Pasa a una lista numerada las filas que van desde la que contiene "Where can you find the black sandal?" hasta la que contiene "<point>538,363</point>", ambas incluidas. Omite las líneas en blanco.

==== MATERIAL DE TRABAJO

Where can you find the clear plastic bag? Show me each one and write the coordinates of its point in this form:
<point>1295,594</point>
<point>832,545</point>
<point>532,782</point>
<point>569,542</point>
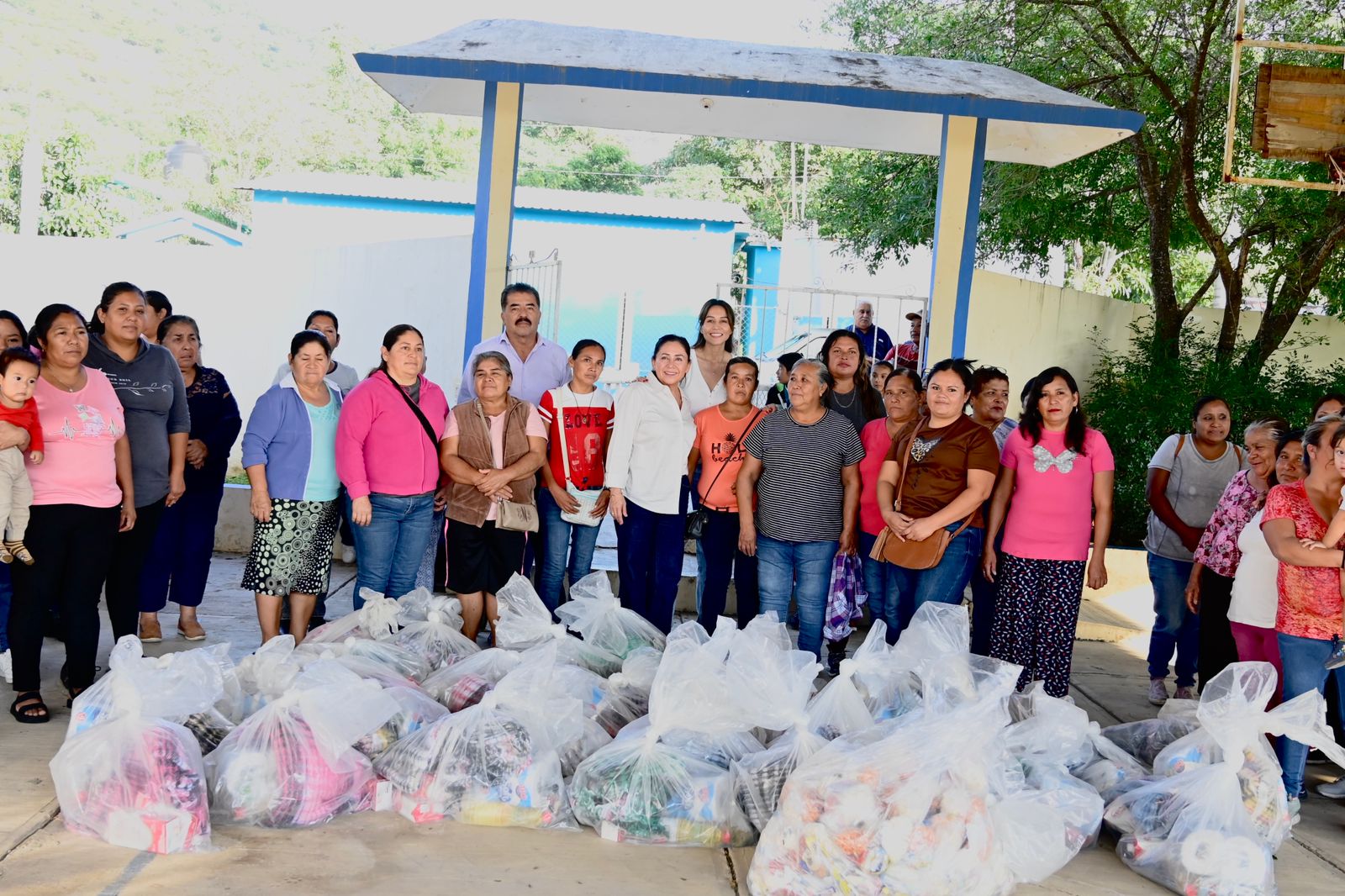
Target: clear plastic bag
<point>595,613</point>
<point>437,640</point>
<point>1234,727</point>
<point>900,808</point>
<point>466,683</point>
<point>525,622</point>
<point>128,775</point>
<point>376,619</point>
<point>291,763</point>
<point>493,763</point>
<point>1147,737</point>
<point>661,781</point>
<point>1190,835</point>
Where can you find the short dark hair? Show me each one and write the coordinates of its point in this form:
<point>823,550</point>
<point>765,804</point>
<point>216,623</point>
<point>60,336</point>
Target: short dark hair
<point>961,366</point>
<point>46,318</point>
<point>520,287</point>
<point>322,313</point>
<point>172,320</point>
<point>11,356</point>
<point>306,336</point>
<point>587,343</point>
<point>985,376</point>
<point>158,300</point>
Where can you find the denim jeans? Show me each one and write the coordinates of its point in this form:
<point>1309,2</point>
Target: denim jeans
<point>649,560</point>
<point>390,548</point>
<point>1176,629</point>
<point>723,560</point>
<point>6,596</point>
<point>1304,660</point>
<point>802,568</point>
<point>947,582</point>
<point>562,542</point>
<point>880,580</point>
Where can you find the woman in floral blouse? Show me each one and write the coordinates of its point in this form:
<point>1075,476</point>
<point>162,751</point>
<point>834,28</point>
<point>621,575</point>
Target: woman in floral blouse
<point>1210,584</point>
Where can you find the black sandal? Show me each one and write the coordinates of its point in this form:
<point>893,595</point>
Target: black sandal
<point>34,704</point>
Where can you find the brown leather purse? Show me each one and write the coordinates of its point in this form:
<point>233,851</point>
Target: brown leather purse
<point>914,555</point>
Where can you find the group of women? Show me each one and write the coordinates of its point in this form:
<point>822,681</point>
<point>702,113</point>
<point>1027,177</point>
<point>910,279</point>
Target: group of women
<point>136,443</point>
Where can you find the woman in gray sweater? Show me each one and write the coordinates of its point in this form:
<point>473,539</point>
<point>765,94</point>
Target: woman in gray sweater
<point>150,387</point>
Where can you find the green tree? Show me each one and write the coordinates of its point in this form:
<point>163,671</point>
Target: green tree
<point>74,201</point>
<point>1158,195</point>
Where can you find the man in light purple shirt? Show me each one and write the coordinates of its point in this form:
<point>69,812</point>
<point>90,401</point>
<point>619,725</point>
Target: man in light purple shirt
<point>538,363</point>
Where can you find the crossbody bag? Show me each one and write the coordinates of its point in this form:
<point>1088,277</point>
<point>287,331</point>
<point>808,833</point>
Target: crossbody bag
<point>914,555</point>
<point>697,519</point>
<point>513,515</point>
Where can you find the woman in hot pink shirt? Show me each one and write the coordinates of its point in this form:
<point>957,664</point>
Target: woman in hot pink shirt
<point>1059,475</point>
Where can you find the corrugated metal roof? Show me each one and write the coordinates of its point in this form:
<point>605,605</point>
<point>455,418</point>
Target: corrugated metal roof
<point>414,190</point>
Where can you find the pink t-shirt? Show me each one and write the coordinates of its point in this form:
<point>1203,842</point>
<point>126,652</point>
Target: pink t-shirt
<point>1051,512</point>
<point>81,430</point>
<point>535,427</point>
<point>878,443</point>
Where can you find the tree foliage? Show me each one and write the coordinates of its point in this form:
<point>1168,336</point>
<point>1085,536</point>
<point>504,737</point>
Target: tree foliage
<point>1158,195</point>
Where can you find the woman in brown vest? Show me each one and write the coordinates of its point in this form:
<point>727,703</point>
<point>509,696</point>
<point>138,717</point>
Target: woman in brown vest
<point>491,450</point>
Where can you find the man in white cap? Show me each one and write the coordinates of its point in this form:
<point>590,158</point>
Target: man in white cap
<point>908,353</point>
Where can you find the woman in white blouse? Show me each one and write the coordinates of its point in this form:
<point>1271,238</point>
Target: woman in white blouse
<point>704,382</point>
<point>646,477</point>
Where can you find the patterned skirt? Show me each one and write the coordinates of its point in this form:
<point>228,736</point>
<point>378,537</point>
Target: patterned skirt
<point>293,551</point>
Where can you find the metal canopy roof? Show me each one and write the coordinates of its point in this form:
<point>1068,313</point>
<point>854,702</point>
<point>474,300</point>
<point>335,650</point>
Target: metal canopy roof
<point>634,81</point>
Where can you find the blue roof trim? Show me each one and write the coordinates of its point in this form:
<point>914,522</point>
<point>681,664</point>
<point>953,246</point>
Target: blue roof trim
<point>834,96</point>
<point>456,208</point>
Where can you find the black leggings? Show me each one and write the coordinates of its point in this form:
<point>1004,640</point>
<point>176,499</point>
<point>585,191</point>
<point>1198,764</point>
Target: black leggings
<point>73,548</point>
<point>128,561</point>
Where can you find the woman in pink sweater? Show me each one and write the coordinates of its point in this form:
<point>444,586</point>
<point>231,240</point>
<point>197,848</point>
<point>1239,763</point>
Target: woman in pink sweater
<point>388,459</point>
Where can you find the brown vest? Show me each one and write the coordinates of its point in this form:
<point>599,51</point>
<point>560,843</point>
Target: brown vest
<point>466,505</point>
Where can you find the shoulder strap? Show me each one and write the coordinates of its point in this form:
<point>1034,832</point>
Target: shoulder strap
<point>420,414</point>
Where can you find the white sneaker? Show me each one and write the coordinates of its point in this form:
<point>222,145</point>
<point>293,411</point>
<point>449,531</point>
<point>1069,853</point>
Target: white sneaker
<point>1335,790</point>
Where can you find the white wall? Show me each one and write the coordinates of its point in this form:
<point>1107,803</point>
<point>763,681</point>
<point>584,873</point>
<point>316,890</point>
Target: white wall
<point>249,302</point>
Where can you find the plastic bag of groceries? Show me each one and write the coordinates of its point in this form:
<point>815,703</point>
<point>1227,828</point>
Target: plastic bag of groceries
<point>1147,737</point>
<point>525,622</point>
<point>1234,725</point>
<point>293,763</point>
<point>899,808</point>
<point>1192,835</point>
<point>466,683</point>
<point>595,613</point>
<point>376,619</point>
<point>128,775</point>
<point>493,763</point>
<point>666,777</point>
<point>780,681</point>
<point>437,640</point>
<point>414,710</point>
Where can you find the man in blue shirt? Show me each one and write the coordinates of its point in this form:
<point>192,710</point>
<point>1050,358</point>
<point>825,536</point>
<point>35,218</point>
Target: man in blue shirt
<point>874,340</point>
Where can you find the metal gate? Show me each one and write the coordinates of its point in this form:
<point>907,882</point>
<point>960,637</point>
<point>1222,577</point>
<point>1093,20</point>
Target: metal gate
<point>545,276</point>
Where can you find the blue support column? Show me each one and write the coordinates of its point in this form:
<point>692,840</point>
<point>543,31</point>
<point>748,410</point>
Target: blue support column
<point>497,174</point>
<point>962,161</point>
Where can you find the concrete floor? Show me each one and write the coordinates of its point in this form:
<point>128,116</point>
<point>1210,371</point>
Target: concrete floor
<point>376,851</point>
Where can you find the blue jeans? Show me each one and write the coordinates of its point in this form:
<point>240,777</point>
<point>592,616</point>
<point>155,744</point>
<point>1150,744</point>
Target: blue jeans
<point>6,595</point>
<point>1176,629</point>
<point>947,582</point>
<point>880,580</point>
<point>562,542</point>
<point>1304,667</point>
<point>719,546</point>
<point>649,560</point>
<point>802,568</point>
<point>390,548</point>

========
==== MATERIAL DE TRABAJO

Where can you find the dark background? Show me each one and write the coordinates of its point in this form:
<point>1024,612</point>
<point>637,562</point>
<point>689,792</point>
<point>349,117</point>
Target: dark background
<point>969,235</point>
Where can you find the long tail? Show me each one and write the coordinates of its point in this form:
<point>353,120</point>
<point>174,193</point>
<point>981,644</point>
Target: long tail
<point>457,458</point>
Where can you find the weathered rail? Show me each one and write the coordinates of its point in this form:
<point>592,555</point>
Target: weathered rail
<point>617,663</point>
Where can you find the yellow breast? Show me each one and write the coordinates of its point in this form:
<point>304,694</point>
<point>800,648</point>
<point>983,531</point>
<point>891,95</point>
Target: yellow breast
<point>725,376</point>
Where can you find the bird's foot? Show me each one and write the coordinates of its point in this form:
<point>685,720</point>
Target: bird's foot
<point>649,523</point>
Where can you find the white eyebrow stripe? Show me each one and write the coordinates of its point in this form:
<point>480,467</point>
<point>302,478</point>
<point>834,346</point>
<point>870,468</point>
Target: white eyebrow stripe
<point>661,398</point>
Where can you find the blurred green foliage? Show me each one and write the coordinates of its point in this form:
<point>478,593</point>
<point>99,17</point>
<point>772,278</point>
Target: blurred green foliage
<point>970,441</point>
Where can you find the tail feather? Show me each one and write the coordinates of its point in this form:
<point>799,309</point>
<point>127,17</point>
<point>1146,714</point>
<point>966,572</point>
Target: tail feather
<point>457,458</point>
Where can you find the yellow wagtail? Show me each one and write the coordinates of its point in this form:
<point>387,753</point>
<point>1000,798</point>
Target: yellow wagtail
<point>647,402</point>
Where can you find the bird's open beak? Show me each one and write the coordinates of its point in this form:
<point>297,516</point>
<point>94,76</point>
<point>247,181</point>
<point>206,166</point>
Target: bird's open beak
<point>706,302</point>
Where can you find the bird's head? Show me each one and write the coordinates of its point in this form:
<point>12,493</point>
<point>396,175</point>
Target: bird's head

========

• TAREA RESUELTA
1. Where can you find the black sandal? Show me each one and write the coordinates of its point in this form:
2. <point>893,595</point>
3. Target: black sandal
4. <point>34,704</point>
5. Where can you find the brown leather purse? Show me each one and write the coordinates of its point in this form:
6. <point>233,851</point>
7. Target: brown leather purse
8. <point>914,555</point>
9. Where can you find the group of women? Show me each one and write the coordinates of its point in this form:
10. <point>822,681</point>
11. <point>702,113</point>
12. <point>1027,177</point>
13. <point>910,279</point>
14. Target: group of women
15. <point>136,443</point>
16. Where can you find the woman in gray sweater? Show me each one and write the coordinates of its point in this form:
17. <point>473,539</point>
18. <point>765,94</point>
19. Target: woman in gray sweater
20. <point>150,387</point>
21. Where can you find the green tree? Show me each one and write the coordinates of its point in this form:
22. <point>163,671</point>
23. Target: green tree
24. <point>74,201</point>
25. <point>1158,195</point>
26. Where can you find the man in light purple shirt? Show me each one and write the coordinates of its point in this form:
27. <point>69,812</point>
28. <point>90,401</point>
29. <point>619,725</point>
30. Target: man in light purple shirt
31. <point>538,363</point>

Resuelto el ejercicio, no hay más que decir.